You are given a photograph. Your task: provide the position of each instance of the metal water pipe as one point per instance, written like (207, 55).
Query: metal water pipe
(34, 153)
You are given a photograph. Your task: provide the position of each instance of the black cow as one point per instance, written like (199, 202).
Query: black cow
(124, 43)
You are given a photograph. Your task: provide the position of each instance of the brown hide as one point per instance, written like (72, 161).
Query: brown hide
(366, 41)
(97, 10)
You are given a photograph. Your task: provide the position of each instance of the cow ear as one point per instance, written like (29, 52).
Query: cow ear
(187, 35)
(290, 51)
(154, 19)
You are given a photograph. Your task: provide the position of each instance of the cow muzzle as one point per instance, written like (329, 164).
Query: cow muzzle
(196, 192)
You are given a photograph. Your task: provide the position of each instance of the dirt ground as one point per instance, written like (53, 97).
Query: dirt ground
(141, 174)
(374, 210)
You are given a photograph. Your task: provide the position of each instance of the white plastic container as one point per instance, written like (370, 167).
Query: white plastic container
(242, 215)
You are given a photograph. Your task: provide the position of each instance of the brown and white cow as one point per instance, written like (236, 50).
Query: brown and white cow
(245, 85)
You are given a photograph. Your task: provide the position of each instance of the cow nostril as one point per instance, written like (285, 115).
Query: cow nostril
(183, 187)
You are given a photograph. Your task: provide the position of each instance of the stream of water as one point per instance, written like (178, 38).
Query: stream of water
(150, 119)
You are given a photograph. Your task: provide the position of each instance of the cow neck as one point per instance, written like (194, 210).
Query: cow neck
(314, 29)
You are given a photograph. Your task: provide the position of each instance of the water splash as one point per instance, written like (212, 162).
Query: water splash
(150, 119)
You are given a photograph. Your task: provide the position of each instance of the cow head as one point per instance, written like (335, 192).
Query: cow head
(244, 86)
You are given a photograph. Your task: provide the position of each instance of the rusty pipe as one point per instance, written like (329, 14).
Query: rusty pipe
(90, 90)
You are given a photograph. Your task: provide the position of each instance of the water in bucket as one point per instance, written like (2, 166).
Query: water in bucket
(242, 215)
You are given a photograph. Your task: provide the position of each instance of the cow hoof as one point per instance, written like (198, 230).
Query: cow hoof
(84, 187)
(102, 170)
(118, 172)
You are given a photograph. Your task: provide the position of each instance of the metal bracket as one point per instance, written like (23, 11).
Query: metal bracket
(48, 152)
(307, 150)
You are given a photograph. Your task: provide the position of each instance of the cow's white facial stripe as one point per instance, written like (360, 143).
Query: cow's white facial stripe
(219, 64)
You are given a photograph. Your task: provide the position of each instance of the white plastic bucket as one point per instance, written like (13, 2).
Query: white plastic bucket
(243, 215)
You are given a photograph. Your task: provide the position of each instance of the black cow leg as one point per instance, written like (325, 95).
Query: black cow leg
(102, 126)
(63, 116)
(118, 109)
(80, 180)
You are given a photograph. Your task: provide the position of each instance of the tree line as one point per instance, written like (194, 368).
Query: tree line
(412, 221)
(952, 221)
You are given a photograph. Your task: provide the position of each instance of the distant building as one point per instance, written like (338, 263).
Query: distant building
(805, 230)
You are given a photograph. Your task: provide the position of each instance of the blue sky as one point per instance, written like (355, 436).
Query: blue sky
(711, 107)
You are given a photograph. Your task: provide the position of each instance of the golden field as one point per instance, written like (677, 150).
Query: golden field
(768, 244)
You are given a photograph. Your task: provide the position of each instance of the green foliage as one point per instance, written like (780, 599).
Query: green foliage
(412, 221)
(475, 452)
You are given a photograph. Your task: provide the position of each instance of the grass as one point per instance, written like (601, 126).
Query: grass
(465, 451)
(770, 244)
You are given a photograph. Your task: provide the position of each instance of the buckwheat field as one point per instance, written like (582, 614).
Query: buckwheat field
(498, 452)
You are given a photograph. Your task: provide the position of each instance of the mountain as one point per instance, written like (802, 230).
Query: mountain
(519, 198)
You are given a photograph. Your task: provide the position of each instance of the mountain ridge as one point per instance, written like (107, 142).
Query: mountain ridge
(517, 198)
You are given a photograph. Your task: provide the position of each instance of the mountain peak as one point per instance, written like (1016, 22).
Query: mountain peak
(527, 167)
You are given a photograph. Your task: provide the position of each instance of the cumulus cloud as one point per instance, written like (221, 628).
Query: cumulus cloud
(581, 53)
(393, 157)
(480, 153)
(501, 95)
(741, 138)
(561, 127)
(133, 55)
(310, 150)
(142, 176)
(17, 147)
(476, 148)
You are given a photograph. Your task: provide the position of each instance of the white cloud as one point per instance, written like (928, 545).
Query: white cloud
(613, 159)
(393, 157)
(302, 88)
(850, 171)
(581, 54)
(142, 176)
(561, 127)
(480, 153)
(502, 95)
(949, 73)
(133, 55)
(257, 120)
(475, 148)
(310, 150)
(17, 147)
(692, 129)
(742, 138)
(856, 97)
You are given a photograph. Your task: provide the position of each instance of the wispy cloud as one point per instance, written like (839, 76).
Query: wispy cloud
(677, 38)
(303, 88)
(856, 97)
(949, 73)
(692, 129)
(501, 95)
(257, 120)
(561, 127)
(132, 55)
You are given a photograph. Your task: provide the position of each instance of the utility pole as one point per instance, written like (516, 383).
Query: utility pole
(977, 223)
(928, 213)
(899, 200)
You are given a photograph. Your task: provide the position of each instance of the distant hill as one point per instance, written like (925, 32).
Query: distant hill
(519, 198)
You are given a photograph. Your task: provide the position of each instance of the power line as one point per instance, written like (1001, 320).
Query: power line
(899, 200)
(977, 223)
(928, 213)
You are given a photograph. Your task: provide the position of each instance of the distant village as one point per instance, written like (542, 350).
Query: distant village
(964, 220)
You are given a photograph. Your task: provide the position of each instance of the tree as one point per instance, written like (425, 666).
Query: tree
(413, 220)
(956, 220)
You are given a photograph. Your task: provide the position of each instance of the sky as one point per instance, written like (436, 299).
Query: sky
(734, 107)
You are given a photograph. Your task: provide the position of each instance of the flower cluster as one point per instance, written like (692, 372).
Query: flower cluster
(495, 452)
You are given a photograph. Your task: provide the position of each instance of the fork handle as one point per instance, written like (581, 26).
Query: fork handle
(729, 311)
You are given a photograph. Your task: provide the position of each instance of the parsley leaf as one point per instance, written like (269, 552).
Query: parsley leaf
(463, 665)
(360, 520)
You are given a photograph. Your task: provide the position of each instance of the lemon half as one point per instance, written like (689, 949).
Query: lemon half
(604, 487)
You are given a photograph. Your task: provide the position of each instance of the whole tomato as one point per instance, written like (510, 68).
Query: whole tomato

◇ ◇ ◇ ◇

Aim of the exercise: Retype nothing except the lines from the line holding "like (436, 299)." through the last line of the entries, both included.

Result of this exercise:
You are given a photograph. Your task: provide the position of each instance of the sky as one point per instance, written like (436, 299).
Query: sky
(734, 107)
You are given a photograph. Your task: provide the position of each instance of the flower cluster as one point per instance, written like (692, 372).
Query: flower cluster
(495, 452)
You are given a photograph. Your task: provide the position of each instance of the fork handle as one point per instance, written like (581, 26).
Query: fork handle
(729, 311)
You are given a photograph. Your task: provide the position of each instance of the parsley leaf as one point per instance, written like (269, 552).
Query: parsley leaf
(463, 665)
(360, 520)
You are given a photograph. Your task: provide the position of each instance of the lemon half as one point per instance, written like (689, 949).
Query: lemon half
(604, 487)
You are given a photograph. Your task: provide the position of each instance of the whole tomato as one point per instance, written like (510, 68).
Query: whole tomato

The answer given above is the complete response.